╔══
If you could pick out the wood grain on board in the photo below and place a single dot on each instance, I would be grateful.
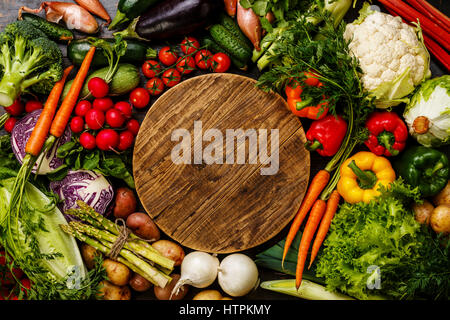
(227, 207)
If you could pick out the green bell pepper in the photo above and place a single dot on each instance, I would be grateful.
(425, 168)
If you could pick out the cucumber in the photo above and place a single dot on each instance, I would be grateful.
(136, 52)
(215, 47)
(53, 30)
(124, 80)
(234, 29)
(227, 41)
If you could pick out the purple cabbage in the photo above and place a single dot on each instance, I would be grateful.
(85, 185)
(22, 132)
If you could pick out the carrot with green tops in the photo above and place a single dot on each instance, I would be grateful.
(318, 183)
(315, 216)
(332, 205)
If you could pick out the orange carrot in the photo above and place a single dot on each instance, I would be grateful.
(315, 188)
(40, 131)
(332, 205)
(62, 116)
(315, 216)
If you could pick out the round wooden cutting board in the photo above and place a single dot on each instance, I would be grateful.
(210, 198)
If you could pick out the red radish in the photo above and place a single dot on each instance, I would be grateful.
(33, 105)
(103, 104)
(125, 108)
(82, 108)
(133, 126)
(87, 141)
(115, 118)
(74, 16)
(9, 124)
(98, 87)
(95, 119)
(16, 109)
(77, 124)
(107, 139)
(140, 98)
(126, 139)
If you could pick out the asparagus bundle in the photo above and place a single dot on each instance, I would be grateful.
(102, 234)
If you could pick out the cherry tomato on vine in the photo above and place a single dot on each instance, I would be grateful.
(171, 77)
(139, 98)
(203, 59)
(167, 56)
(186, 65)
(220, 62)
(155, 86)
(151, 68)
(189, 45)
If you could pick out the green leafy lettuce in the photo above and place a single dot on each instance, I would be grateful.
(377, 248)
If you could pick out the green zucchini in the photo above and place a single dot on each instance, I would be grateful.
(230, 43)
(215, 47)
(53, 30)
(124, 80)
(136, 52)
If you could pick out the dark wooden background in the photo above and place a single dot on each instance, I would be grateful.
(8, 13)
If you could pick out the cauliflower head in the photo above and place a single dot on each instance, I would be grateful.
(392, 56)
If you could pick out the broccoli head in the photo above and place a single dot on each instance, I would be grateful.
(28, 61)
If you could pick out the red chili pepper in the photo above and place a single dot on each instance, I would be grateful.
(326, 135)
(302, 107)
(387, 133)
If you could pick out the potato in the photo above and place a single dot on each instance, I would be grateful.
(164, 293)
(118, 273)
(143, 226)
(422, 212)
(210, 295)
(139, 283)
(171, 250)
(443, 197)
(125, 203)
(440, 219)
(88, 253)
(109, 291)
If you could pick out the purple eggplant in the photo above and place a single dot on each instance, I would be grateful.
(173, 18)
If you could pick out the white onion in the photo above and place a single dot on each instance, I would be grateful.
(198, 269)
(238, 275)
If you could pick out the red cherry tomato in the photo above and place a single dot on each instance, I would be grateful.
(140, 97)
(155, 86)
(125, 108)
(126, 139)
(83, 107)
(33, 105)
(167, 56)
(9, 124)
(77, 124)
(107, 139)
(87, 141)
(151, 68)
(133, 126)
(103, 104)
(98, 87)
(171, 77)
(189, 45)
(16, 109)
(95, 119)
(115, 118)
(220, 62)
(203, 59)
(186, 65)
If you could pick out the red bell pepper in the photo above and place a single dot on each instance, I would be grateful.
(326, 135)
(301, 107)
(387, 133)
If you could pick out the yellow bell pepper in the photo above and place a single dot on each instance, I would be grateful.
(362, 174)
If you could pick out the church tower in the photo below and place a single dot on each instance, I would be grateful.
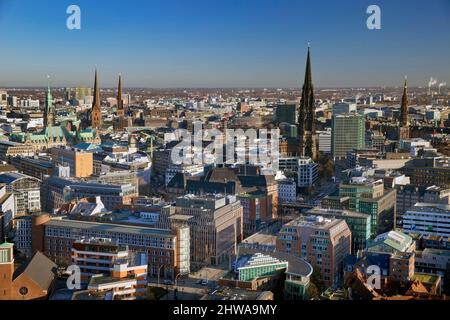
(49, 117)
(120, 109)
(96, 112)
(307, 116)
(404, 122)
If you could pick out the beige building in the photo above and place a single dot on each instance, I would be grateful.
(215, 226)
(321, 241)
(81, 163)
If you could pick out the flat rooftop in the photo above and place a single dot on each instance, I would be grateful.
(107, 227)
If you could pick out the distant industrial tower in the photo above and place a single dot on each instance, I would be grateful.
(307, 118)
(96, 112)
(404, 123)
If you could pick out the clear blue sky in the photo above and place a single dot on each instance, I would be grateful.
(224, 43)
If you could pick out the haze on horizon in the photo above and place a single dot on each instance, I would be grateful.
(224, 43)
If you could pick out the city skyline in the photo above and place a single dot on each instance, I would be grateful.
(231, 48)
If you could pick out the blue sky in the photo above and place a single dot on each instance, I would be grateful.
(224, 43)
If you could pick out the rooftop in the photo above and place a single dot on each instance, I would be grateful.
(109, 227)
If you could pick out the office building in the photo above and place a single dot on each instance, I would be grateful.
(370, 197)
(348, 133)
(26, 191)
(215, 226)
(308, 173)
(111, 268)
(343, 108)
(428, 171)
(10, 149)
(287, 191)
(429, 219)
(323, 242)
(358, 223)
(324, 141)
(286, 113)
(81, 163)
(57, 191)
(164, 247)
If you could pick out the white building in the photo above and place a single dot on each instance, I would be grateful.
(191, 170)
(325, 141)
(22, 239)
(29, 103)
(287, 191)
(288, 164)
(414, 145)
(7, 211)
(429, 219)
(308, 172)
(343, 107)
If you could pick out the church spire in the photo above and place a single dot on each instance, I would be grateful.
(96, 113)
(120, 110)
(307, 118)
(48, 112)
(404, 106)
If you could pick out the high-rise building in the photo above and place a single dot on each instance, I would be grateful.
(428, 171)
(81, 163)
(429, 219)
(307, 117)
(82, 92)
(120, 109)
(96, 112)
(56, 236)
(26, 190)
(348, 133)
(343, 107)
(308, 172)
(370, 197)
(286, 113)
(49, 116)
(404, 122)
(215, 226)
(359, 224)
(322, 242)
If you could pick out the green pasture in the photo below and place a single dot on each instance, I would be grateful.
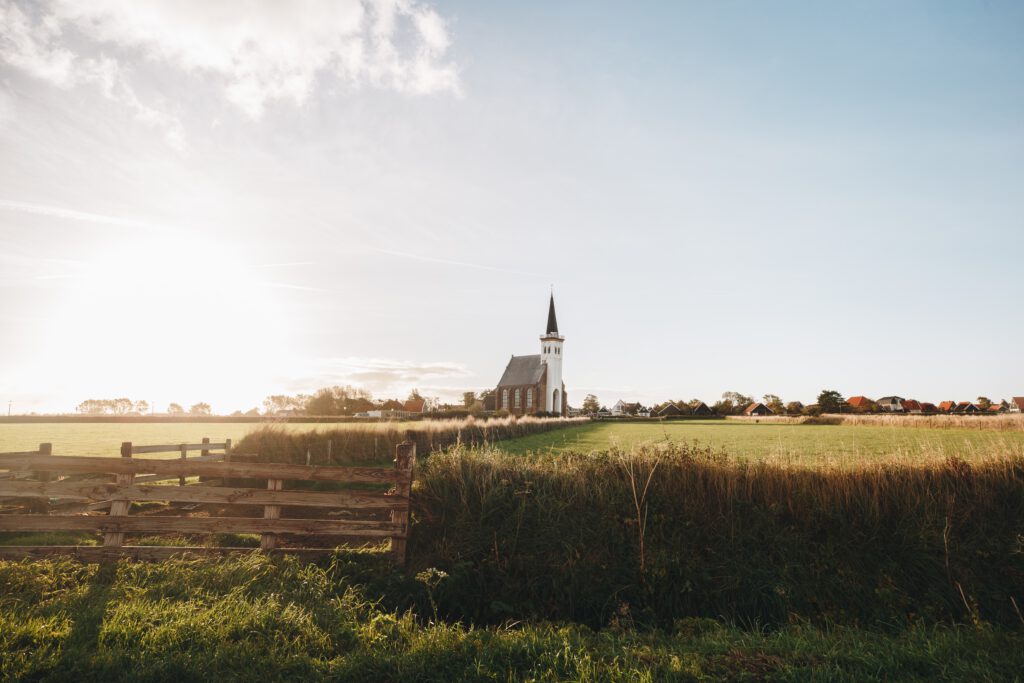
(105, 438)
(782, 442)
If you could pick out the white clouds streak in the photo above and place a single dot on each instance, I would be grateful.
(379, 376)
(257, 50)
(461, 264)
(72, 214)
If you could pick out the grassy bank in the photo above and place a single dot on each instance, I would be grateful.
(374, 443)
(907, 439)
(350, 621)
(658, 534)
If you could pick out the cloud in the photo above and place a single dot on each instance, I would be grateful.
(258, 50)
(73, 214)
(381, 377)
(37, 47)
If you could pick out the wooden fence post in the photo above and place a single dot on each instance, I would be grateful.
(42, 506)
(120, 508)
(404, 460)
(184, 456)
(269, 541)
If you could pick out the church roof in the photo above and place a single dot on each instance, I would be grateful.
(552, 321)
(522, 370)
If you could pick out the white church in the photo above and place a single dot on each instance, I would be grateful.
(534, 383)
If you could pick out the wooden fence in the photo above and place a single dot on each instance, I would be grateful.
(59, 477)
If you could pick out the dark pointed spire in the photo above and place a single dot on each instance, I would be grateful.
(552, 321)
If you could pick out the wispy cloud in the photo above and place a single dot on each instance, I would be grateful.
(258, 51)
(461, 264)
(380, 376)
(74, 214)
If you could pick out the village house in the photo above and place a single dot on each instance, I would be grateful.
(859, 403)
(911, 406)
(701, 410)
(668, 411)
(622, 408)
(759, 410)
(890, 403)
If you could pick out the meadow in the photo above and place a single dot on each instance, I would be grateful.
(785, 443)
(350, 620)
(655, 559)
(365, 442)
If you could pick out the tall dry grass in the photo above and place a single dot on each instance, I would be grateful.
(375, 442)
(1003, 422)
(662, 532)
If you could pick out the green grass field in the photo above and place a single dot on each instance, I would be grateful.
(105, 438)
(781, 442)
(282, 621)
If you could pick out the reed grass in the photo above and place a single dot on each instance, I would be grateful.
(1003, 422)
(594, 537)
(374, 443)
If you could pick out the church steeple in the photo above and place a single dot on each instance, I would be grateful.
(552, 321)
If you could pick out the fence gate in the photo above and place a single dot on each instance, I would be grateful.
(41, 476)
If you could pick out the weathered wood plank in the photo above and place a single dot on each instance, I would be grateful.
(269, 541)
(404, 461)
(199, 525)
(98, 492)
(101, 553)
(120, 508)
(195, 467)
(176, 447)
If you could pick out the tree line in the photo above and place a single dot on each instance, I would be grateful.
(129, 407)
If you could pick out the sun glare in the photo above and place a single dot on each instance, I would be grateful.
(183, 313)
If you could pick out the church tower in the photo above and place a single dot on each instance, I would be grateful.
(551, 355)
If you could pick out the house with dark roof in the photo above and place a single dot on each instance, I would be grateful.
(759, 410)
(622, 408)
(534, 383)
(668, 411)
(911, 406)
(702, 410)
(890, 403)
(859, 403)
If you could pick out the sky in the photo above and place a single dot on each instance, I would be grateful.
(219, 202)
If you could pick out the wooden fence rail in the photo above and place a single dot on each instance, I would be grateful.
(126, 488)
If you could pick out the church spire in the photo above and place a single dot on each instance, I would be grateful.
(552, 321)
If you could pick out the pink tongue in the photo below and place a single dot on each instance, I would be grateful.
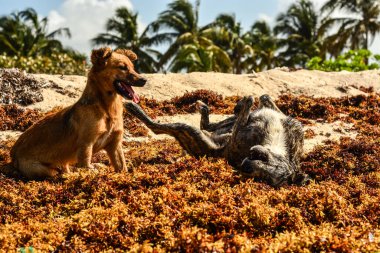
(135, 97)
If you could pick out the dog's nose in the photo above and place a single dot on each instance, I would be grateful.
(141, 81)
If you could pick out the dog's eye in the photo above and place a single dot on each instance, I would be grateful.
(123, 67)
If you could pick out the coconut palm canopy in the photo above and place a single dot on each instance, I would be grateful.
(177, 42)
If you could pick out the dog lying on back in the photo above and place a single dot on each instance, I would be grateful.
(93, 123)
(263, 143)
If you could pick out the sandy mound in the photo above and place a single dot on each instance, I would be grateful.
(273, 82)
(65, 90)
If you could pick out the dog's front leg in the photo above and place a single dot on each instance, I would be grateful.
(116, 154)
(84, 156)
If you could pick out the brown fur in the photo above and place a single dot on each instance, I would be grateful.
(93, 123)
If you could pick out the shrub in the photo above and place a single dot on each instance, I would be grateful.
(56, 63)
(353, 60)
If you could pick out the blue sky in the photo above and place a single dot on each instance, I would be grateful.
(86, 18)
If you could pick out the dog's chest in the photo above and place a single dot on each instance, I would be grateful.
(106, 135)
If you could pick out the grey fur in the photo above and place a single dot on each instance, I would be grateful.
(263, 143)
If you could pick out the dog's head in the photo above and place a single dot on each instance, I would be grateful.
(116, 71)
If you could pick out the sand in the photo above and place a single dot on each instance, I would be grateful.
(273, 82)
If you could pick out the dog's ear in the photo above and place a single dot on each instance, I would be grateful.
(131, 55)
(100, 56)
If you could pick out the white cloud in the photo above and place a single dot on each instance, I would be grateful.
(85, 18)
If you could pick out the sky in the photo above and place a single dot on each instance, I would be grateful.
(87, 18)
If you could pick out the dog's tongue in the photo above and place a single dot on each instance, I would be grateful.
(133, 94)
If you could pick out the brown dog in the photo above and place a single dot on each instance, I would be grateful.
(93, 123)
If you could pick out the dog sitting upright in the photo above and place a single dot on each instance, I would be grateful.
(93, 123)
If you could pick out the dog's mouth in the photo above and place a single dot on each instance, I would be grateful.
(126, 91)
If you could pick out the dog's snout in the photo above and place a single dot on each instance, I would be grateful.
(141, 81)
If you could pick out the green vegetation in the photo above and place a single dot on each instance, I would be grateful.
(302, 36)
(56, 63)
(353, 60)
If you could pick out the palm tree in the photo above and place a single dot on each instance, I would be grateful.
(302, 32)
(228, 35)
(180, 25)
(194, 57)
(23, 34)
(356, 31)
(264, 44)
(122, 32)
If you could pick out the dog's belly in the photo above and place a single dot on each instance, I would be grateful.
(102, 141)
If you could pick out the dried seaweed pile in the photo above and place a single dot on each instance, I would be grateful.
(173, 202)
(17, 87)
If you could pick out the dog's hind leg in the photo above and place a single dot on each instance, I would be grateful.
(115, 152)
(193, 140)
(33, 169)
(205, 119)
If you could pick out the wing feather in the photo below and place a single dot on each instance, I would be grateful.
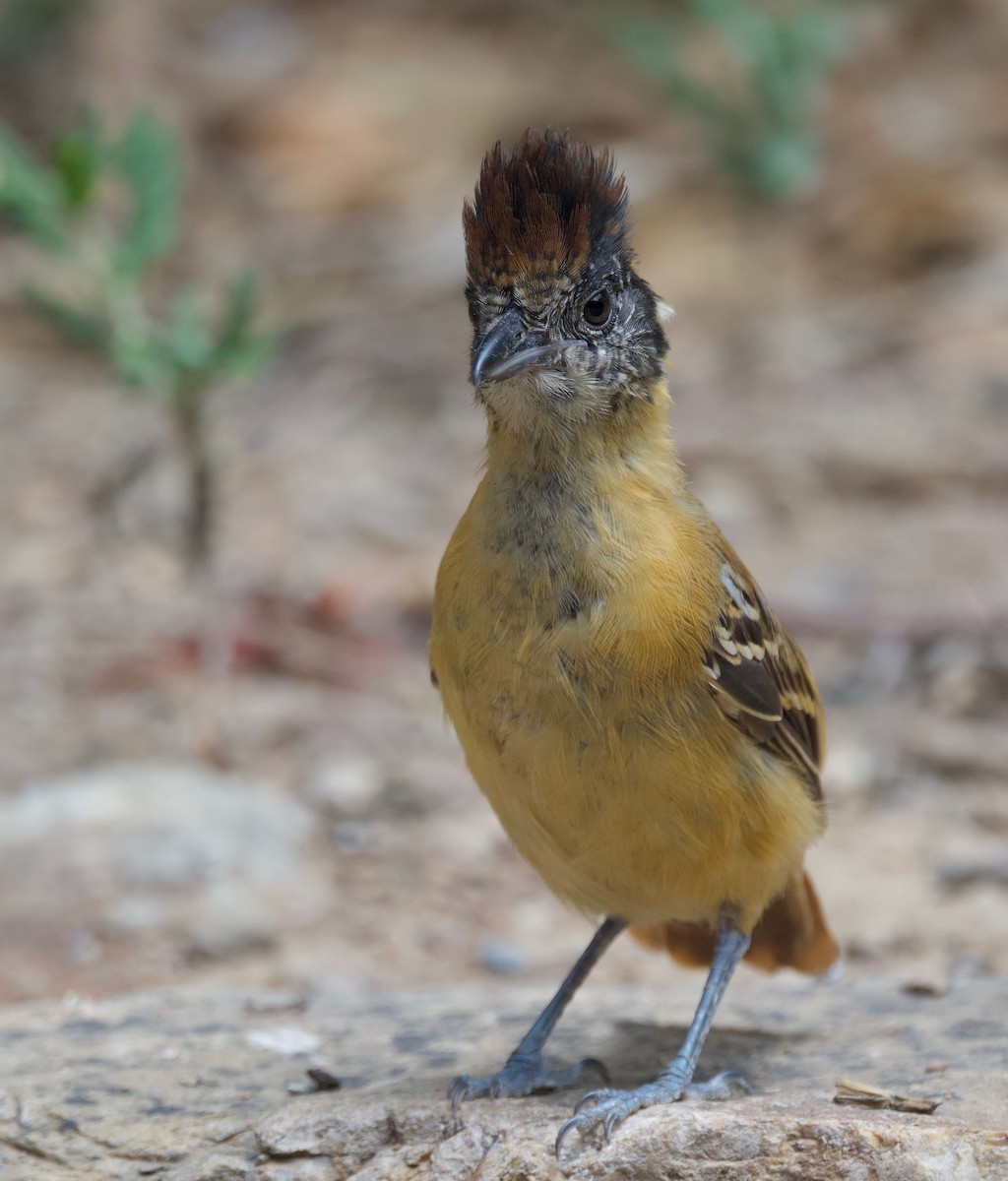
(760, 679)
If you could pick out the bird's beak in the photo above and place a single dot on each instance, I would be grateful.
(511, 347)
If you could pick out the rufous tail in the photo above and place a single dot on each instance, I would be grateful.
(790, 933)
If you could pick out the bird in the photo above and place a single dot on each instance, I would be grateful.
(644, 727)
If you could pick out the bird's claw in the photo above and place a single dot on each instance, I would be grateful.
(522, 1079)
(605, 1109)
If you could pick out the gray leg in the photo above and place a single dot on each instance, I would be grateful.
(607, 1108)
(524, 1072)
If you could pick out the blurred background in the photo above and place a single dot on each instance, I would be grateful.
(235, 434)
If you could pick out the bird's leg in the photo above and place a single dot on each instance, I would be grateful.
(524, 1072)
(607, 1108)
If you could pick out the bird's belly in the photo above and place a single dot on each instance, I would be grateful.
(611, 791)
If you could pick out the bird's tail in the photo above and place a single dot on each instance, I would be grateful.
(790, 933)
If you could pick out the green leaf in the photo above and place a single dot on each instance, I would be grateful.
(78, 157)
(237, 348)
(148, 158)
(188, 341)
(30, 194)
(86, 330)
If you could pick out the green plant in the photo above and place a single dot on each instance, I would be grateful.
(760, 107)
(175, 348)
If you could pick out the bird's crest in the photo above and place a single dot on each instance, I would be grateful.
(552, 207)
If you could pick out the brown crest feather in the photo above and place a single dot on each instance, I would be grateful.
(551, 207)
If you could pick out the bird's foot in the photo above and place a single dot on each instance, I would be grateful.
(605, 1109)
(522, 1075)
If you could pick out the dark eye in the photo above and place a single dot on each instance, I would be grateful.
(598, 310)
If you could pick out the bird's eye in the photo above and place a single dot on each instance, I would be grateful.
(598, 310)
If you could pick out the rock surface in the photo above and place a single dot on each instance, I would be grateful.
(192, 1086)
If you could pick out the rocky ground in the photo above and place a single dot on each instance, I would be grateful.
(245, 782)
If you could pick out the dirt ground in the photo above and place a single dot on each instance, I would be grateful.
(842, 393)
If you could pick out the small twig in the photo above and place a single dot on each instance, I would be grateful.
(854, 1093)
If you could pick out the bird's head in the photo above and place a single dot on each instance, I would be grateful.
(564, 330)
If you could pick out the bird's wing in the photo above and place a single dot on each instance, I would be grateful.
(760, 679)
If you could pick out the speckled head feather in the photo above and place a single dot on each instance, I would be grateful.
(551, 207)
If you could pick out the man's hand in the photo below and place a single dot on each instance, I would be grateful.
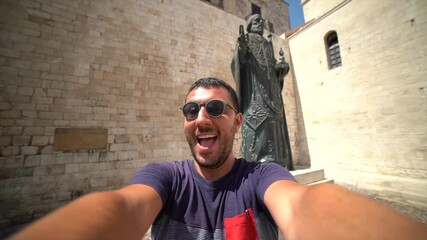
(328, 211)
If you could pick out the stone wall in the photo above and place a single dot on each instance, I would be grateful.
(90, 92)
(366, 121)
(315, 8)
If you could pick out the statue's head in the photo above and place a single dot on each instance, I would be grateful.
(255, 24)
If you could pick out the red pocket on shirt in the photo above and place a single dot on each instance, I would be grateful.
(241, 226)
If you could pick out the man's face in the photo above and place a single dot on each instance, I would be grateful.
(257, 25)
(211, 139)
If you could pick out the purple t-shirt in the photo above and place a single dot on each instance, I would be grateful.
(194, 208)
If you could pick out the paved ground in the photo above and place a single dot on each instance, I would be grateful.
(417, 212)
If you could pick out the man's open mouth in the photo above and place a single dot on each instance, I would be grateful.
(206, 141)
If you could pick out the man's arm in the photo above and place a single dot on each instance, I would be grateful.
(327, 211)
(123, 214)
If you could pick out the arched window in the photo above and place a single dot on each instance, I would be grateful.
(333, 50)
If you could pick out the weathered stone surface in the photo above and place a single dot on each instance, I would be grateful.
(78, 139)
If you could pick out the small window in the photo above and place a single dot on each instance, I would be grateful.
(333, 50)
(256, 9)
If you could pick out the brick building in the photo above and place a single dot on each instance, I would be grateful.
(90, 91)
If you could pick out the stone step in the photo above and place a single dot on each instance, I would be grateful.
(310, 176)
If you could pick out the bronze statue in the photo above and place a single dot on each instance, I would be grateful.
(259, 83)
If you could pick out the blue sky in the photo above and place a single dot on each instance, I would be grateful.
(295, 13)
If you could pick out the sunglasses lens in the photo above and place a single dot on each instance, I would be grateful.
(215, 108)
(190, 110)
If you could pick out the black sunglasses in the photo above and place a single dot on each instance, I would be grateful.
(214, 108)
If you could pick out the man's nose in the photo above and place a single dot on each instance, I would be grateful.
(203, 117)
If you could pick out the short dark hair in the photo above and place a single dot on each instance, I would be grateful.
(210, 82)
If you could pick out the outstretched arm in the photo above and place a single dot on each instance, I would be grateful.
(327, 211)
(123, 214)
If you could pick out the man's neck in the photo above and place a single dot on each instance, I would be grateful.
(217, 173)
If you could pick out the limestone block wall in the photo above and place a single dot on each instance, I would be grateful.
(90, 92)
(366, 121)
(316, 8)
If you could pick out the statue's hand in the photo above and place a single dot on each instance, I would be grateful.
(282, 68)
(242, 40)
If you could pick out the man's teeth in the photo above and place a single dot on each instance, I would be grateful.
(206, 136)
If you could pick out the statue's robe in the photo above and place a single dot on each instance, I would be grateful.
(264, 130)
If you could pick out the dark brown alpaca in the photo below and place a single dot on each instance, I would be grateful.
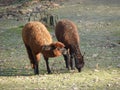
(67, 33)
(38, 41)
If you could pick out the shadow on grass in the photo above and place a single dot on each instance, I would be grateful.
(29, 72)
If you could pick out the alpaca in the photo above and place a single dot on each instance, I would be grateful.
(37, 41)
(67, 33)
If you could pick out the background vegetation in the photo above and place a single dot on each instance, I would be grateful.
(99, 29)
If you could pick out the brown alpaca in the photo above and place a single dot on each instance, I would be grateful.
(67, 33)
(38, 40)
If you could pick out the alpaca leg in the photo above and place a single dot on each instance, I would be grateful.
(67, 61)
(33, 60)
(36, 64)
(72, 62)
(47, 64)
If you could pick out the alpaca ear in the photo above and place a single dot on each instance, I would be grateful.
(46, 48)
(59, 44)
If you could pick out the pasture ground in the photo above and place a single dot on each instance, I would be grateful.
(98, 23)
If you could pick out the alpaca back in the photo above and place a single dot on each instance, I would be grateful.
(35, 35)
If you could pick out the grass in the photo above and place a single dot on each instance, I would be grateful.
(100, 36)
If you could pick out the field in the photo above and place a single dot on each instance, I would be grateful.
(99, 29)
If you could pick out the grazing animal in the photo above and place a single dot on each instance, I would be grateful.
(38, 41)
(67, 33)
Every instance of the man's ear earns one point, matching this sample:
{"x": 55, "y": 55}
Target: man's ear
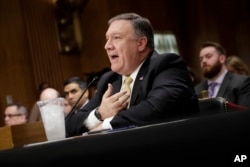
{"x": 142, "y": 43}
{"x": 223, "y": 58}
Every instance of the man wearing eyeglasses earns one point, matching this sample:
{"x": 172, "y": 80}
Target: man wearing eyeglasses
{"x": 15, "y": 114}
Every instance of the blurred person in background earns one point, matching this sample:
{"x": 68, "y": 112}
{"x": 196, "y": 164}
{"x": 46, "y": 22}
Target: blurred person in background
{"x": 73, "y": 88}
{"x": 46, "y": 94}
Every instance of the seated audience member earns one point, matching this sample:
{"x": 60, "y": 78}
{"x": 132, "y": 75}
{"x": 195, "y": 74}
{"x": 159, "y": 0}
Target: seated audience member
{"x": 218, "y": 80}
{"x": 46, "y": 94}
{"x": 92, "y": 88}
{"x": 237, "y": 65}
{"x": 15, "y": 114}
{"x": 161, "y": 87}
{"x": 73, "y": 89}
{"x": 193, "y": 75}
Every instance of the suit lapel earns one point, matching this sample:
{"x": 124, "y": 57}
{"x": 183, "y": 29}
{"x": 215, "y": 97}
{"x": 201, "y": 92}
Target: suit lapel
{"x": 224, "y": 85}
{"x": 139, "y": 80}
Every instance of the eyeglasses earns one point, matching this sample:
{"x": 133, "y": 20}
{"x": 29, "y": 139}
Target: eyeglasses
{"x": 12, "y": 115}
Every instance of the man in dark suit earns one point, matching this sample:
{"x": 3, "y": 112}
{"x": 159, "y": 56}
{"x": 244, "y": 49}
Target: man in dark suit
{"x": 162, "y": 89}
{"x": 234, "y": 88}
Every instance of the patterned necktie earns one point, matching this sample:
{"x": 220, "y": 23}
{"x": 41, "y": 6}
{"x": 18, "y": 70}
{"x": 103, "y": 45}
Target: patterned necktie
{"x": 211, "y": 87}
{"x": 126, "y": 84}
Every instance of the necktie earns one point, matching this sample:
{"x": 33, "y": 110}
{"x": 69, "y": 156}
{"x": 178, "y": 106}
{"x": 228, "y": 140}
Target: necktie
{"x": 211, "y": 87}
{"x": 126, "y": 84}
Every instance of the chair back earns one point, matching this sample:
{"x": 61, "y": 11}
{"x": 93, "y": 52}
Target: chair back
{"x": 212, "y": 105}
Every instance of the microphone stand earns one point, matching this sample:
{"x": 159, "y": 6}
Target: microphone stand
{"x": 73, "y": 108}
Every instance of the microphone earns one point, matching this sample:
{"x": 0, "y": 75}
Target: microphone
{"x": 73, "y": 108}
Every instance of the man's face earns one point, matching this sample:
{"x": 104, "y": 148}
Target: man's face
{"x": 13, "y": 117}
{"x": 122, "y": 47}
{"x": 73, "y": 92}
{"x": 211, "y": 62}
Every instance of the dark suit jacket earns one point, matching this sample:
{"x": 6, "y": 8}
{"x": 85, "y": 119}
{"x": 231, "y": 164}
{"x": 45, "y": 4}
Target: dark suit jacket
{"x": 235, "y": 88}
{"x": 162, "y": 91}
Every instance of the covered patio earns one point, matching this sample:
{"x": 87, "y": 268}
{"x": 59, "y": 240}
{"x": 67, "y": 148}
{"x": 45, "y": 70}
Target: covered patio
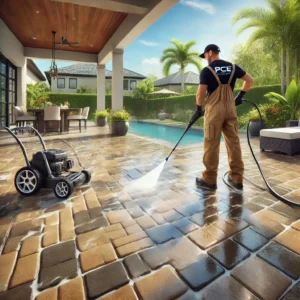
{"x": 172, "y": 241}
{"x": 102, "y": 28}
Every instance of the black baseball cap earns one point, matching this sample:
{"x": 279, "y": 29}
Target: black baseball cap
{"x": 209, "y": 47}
╚══
### What is required
Restate word for word the lines running from the one with "Target: dark suit jacket" to the end of the entries; pictures are to be left out.

### Task response
Target: dark suit jacket
{"x": 235, "y": 88}
{"x": 162, "y": 91}
Every instance of the covered patio earns one point, matching this sample:
{"x": 87, "y": 268}
{"x": 59, "y": 240}
{"x": 67, "y": 148}
{"x": 45, "y": 70}
Target: covered patio
{"x": 172, "y": 241}
{"x": 102, "y": 28}
Every instance of the black baseball cap earns one point, matching this sample:
{"x": 279, "y": 29}
Target: black baseball cap
{"x": 209, "y": 47}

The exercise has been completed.